- Sire: Northern Dancer
- Grandsire: Nearctic
- Dam: Fairy Bridge
- Damsire: Bold Reason
- Sex: Stallion
- Foaled: 25 February 1983
- Died: 1990 (aged 6–7)
- Country: United States
- Colour: Bay
- Breeder: Swettenham Stud
- Owner: Stavros Niarchos
- Trainer: Vincent O'Brien
- Record: 5: 2-0-1

Major wins
- National Stakes (1985)

= Tate Gallery (horse) =

American-bred Thoroughbred racehorse

Tate Gallery (25 February 1983 - 1990) was an American-bred Thoroughbred racehorse and sire. A full-brother to Sadler's Wells he won two of his five races in a track career which lasted from August 1985 until May 1986. As a two-year-old he finished unplaced in the Phoenix Stakes on his debut before winning a maiden race and then recorded his biggest victory in the National Stakes. In the following spring he ran third in the Gladness Stakes and then finished last in the 2000 Guineas before being retired from racing. In a brief stud career he sired several good winners, most notably Lyric Fantasy.

==Background==
Tate Gallery was a bay horse with a broad white blaze and white socks on his hind legs, bred in Kentucky by Robert Sangster's Swettenham Stud. During his racing career, he carried the colours of the Greek shipping tycoon Stavros Niarchos and was trained at Ballydoyle by Vincent O'Brien. Both Sangster and Niarchos were partners in John Magnier's Coolmore Stud organisation.

Tate Gallery was sired by the Canadian stallion Northern Dancer, who won the Kentucky Derby in 1964 and went on to become one of the most influential sires of the 20th century. His dam, Fairy Bridge, was bought for $40,000 by Sangster in 1976 and was undefeated in a brief racing career consisting of two races as a juvenile in 1977. In the Irish Free Handicap for that year, she was rated the joint-best two-year-old filly alongside Sookera. As a broodmare, she was an outstanding success, with her other foals including Tate Gallery's full-brothers Sadler's Wells and Fairy King. She came from an exceptional family, being a half-sister to Nureyev and a close relative of Thatch.

==Racing career==
===1985: two-year-old season===
Tate Gallery had a challenging introduction to the track when he was ridden by Pat Eddery in the Group 1 Phoenix Stakes over six furlongs at Phoenix Park Racecourse on 10 August. O'Brien had not intended to run the colt in the race but changed his plans when Tate Gallery's better-fancied stablemate Woodman fell sick. Despite his lack of experience he was made the 5/4 favourite but finished unplaced behind Roaring Riva, with Eddery easing him down when it became apparent that he had no chance of winning. Later that month he recorded his first success in a maiden race over even furlongs at the Curragh, winning "smoothly" from nineteen opponents.

In the National Stakes (run as a Group 1 race for the first time) over seven furlongs at the Curragh on 14 September Tate Gallery was ridden by Cash Asmussen and started the 4/6 favourite. The best of his eight opponents appeared to be the British filly Sweet Adelaide and the Jim Bolger-trained colt Nashamaa both of whom came ito the race unbeaten. After tracking the leaders Tate Gallery went to the front two furlongs out and stayed on well under pressure to win by one and a half lengths from Nashamaa with Sweet Adelaide a further one and a half length back in third.

Written request 1:
According to the racehorse article, who trained Tate Gallery at Ballydoyle?
The listing that comes next is unrelated to the racehorse article.

Provided data:

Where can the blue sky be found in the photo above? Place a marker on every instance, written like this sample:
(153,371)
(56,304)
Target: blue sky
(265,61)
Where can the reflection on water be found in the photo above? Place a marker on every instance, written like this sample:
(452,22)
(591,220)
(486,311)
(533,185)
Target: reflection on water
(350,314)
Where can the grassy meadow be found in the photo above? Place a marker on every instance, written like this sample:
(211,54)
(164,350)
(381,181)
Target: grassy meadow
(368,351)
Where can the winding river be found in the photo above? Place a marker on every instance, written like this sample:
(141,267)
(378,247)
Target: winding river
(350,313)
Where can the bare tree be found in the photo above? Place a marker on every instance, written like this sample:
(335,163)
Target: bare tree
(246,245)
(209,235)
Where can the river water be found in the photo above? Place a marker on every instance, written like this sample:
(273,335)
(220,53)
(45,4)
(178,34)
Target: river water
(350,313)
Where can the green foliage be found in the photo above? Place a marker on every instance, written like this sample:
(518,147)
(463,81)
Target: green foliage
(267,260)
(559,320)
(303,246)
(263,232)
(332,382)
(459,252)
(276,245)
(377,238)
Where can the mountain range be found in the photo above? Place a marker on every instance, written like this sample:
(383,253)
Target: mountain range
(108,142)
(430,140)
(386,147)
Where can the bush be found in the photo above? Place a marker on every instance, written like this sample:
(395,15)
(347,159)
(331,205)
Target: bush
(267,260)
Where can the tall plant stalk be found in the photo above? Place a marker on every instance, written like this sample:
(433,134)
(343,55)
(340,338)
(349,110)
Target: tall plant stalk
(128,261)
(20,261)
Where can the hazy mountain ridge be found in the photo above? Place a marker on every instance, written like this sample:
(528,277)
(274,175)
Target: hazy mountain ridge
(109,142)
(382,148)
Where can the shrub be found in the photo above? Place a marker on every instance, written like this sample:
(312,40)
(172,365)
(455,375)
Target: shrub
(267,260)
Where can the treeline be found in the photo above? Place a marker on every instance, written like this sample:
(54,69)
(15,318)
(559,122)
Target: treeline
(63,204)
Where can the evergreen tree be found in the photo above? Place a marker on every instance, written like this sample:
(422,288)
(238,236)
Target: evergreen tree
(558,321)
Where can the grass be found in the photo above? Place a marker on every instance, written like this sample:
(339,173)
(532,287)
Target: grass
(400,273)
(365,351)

Written request 2:
Transcribe the listing from the line holding "Where can the green" through its final line, inclusive.

Written solution 1:
Vincent O'Brien trained him.

Written solution 2:
Where can the green foliage be found in the photo above? Place a marker on every instance, written like this sample:
(518,147)
(463,81)
Target: green foliage
(267,260)
(559,320)
(303,246)
(263,232)
(332,382)
(459,252)
(276,245)
(377,238)
Where can the mountain range be found in the photo above? Place a marker on every instance, written like this sample:
(383,253)
Target: mountain range
(108,142)
(430,140)
(386,147)
Where can the bush be found in the photo above? Place a marker on every instance, written like this sample:
(395,15)
(347,159)
(331,205)
Target: bush
(267,260)
Where can the tall plant stalk be found in the photo above? Place a marker on every instance, written like this sample:
(433,134)
(343,55)
(340,338)
(349,110)
Target: tall plant stalk
(128,261)
(20,261)
Where can the hazy mountain ridge be found in the photo above? Place a marker on every instance, written like this sample:
(528,277)
(274,175)
Target: hazy mountain ridge
(109,142)
(382,148)
Where can the shrub be found in the photo above? Place a marker on every instance, written like this sample:
(312,40)
(172,365)
(455,375)
Target: shrub
(267,260)
Where can the treeline be found in the photo above? Place a marker on every instance, written like this sample:
(54,69)
(15,318)
(559,122)
Target: treeline
(63,204)
Where can the evergreen tree be found in the photo above? Place a marker on every instance, written like this sample:
(422,288)
(238,236)
Target: evergreen tree
(558,321)
Where can the grass be found in the photo above? Place a marker on every instance, written like this sample:
(339,173)
(532,287)
Target: grass
(400,273)
(365,351)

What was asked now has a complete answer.